**** PROVIDED ENTRIES

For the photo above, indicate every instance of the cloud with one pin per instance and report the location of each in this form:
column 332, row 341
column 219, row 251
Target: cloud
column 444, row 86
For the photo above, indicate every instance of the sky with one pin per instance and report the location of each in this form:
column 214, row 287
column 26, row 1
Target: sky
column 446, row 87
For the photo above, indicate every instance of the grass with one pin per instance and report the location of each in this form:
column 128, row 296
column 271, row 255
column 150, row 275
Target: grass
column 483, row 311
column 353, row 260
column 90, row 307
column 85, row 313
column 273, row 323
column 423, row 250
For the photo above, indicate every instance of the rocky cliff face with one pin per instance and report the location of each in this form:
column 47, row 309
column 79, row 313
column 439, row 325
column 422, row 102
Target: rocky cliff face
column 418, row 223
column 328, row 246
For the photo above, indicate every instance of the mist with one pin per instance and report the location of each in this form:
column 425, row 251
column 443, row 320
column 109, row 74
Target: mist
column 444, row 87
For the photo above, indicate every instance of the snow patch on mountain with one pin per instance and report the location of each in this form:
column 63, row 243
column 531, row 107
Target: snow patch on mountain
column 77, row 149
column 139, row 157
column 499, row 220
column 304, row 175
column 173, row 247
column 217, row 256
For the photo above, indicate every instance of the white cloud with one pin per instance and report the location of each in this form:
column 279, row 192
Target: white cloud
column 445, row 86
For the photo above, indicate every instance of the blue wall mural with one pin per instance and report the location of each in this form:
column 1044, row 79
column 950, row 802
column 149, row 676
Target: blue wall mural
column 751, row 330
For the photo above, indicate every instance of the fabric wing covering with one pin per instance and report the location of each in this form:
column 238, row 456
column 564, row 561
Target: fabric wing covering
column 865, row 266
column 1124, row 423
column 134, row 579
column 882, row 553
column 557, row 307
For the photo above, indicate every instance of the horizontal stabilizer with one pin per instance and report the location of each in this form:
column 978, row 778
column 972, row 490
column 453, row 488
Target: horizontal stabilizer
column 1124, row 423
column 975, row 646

********

_STATED TASK_: Transcribe the material above word for word.

_RESULT_:
For the photo above, indicate every instance of the cloud with one pin per instance and report the location of each in this form:
column 332, row 341
column 219, row 251
Target: cloud
column 444, row 86
For the photo above, indicate every instance of the sky with one pin per instance and report the location of each in this form:
column 214, row 287
column 26, row 1
Target: sky
column 446, row 87
For the photo above, indicate every instance of the grass with one pin per instance and report the location of each in this form:
column 128, row 296
column 271, row 255
column 150, row 275
Target: grass
column 483, row 311
column 353, row 260
column 90, row 307
column 85, row 313
column 273, row 323
column 423, row 250
For the photo above, indicate every instance of the rocky cliff face with one pin per instance and report the location of each in this form:
column 47, row 309
column 79, row 313
column 439, row 325
column 422, row 102
Target: rocky cliff face
column 418, row 223
column 328, row 246
For the photo above, indicate every instance of the mist with one pin per instance and report the location of each in this form:
column 425, row 251
column 443, row 320
column 109, row 74
Target: mist
column 444, row 87
For the photo above, indicate every instance of the snow patch on mountain with one pin per instance and report the location of each in this form:
column 63, row 243
column 531, row 107
Target: snow patch on mountain
column 77, row 149
column 139, row 157
column 499, row 220
column 304, row 175
column 173, row 247
column 217, row 256
For the photo above, indicate every instance of the white cloud with one pin per instance and report the location of each in this form:
column 279, row 192
Target: white cloud
column 445, row 86
For the photo above, indicate every instance of the blue wall mural with one pin per instance and report the location of each in this form:
column 1044, row 79
column 950, row 802
column 149, row 676
Target: blue wall mural
column 751, row 330
For the photo above, indicate every instance of the fabric wing covering with one pin per instance and report the location of each in this form:
column 238, row 456
column 564, row 561
Target: fabric wing covering
column 865, row 266
column 1124, row 423
column 134, row 579
column 882, row 553
column 557, row 307
For the photo above, indicate every instance of the horizontal stabilizer with one pin per instance and report the location of each in this form:
column 978, row 778
column 972, row 490
column 453, row 488
Target: horizontal stabilizer
column 1124, row 423
column 975, row 646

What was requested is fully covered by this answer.